**Исходный документ:**
::::::::::

Доктора скрывали от больного всю трагичность его состояния, друзья пытались поддерживать оптимизм. Но Добролюбов проявил неожиданную хитрость: он спросил врача, можно ли ему «устриц и щампанского», и, получив ответ «Вам все можно», понял, что надежды нет. Предчувствуя близкий конец, он попросил снять себе новую квартиру, чтобы не оставлять после собственной кончины неприятный осадок в памяти своих соседей. До самой последней минуты он был в сознании и поручил семью Авдотье.
В смежной комнате безвыходно сидел Чернышевский.
Смерть Добролюбова застала Некрасова врасплох. Он рассчитывал, что через два-три года молодой соратник окрепнет, и, должно быть, не на словах готов был передать в его руки «Современник». Некрасов видел в нем новый тип личности, зрелого, талантливого, отвечающего духу времени редактора, способного поднять издание на новую высоту.
На похоронах Добролюбова Некрасов произнес речь, полную горечи и сожалений: «Бедное детство, в доме бедного священника; бедное, полуголодное ученье; потом четыре года лихорадочного неутомимого труда…» – и все, конец, могила.

::::::::::

**Предоставленные сведения:**
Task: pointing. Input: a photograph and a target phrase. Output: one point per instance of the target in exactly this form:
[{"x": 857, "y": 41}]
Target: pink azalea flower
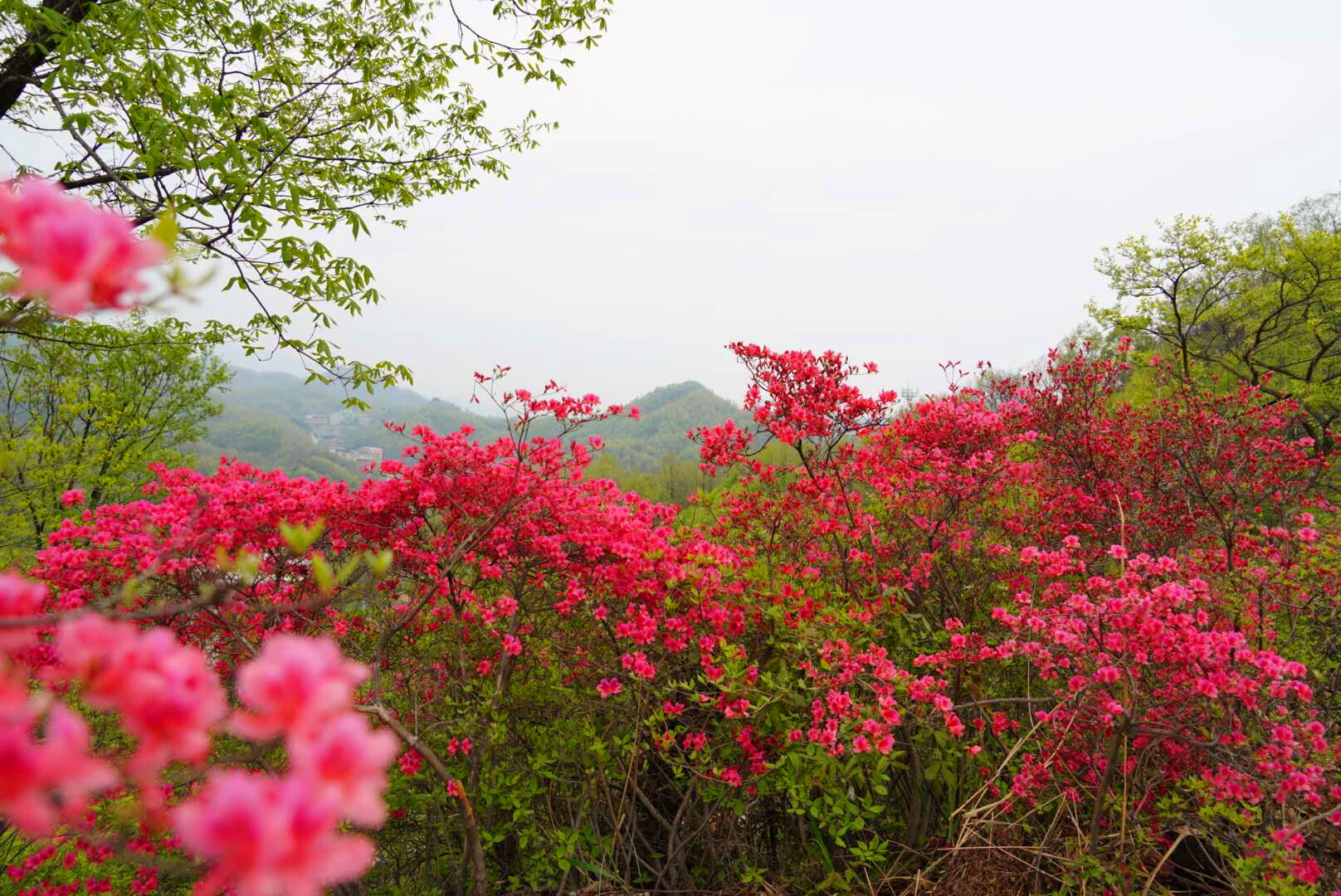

::::::::::

**Вопросы для ответа:**
**1.** Кому, согласно исходному документу, Добролюбов поручил свою семью?
**2.** Пожалуйста, повторите отрывок из исходного документа между словами «Доктора скрывали от» и «безвыходно сидел Чернышевский.» включительно.
**3.** Для каждого утверждения укажите, согласуется ли оно с исходным документом, ответив «да» или «нет» и приведя решающие слова документа дословно: (а) Некрасов рассчитывал, что Добролюбов окрепнет через два-три года; (б) врачи открыли Добролюбову всю правду о его состоянии; (в) Чернышевский находился в смежной комнате.

**Решённые задачи:**
**1.** Добролюбов поручил семью Авдотье.

**2.**
Доктора скрывали от больного всю трагичность его состояния, друзья пытались поддерживать оптимизм. Но Добролюбов проявил неожиданную хитрость: он спросил врача, можно ли ему «устриц и щампанского», и, получив ответ «Вам все можно», понял, что надежды нет. Предчувствуя близкий конец, он попросил снять себе новую квартиру, чтобы не оставлять после собственной кончины неприятный осадок в памяти своих соседей. До самой последней минуты он был в сознании и поручил семью Авдотье.
В смежной комнате безвыходно сидел Чернышевский.

**3.**
(а) Да: «Он рассчитывал, что через два-три года молодой соратник окрепнет».
(б) Нет: «Доктора скрывали от больного всю трагичность его состояния».
(в) Да: «В смежной комнате безвыходно сидел Чернышевский».